### What is needed:
Copy the data from the line with "logo, I would" to the line with "M 63 0 L 0 1 L 0 64 L 2 64 Z", swapping "Photo" for "Image" and changing nothing else. Leave the pictures out of your copy.

[Records from an annotation dataset]
****************************************

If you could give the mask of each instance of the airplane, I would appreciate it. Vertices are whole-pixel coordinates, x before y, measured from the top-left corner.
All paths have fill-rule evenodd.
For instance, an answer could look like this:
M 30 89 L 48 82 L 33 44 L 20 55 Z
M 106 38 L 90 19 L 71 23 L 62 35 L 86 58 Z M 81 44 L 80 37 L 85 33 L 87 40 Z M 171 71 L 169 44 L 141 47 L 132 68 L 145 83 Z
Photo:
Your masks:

****************************************

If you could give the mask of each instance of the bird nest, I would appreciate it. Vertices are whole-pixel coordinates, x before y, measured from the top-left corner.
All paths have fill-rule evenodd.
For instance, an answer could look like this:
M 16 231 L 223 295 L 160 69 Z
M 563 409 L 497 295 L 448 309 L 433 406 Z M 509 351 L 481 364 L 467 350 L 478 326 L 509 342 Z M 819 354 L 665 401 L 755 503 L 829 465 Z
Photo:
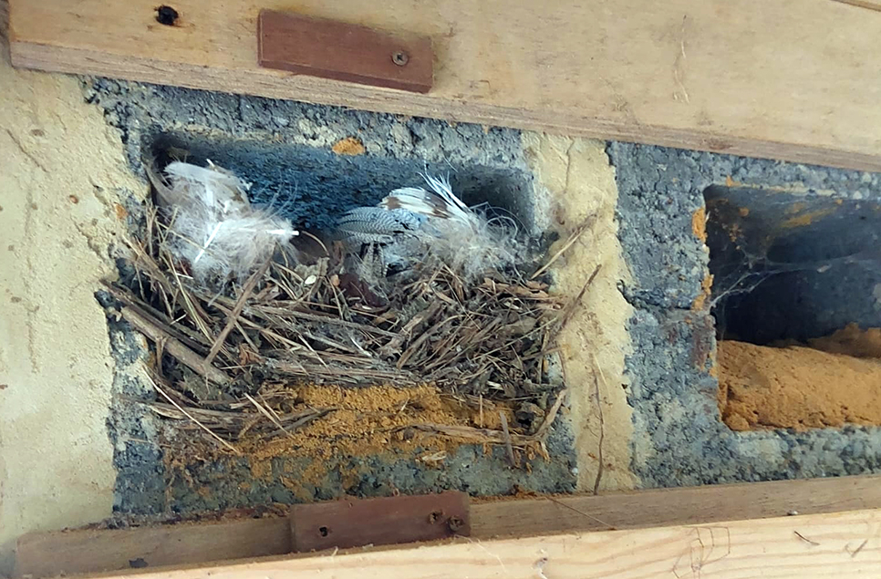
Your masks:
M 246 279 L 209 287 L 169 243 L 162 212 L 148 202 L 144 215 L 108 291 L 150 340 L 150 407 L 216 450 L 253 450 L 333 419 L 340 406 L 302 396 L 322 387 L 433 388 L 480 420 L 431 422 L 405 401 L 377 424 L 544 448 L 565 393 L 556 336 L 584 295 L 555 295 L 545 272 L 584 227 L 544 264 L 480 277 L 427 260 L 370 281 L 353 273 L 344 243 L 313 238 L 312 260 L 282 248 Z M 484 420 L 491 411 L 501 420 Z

****************************************

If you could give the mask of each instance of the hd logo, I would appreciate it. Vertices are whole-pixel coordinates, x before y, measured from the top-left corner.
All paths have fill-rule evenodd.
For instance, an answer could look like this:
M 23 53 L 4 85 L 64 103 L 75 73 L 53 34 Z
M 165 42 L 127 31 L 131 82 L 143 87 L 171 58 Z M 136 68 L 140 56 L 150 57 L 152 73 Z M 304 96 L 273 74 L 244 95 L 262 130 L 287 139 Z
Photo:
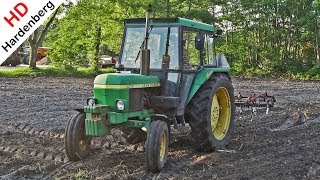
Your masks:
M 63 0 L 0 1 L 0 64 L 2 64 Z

****************************************

### Answer to this problem:
If you could give the mask of each instance of the hd logo, I would appreciate it. Vertices are whole-pixel coordinates, x before y, measured from the top-left corner.
All paths have fill-rule evenodd.
For instance, an answer could look like this:
M 23 53 L 4 85 L 64 103 L 75 73 L 53 34 Z
M 165 42 L 127 31 L 131 82 L 143 87 L 171 58 Z M 136 68 L 140 56 L 150 57 L 152 73 Z M 304 96 L 273 74 L 244 95 L 262 130 L 287 139 Z
Image:
Your masks:
M 63 0 L 0 1 L 0 64 L 2 64 Z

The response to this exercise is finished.